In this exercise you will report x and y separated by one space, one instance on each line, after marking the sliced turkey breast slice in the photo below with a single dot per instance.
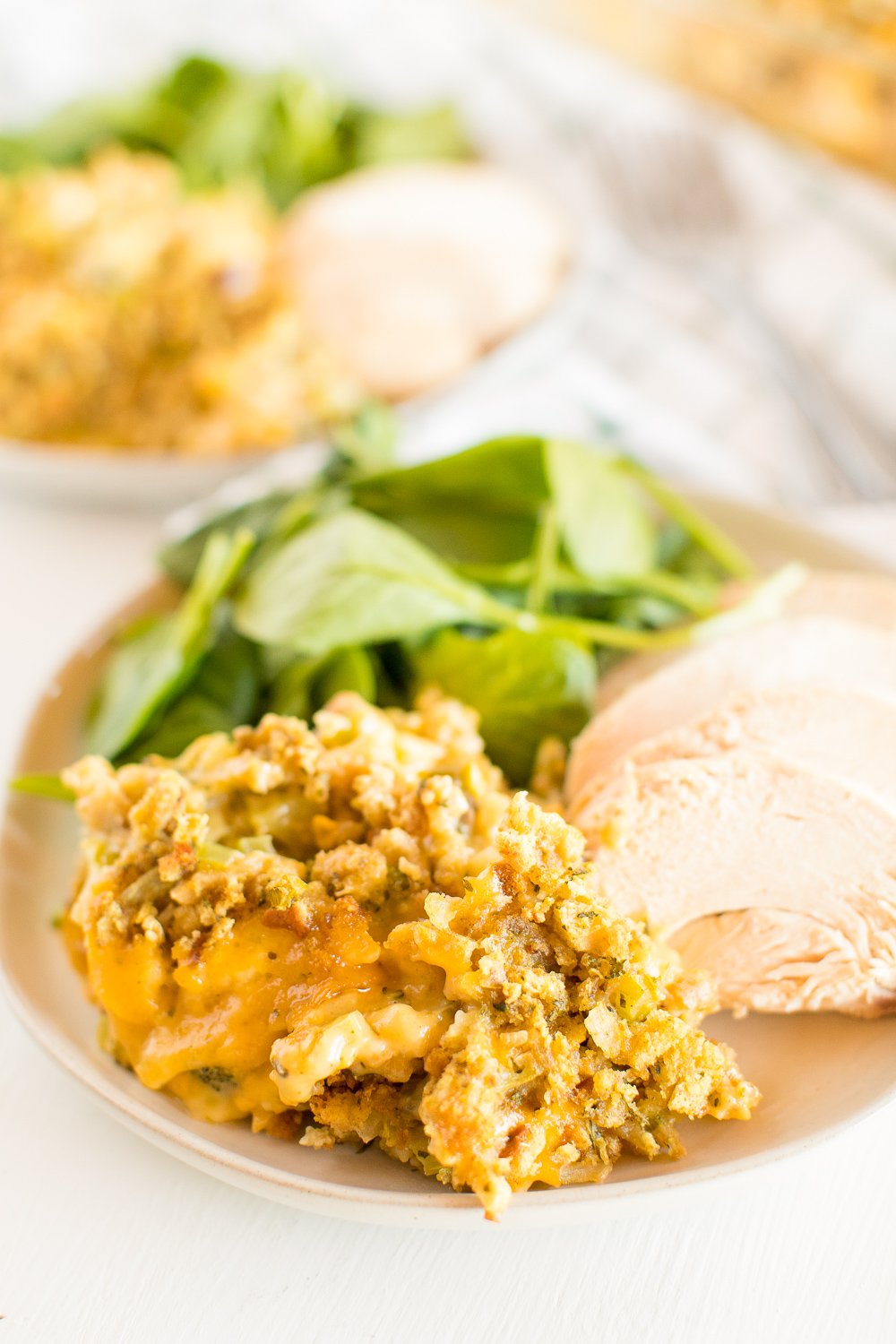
804 863
410 271
834 730
868 599
783 653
========================================
Copy out every line of the material above word for word, in its original order, and leave out the picture.

- **Completed exercise**:
In this exercise you will report x and y separated by one space, one instance on each line, after marking the sliced turkey breast slice in the photo below with a single dot per instance.
804 863
410 271
834 730
868 599
783 653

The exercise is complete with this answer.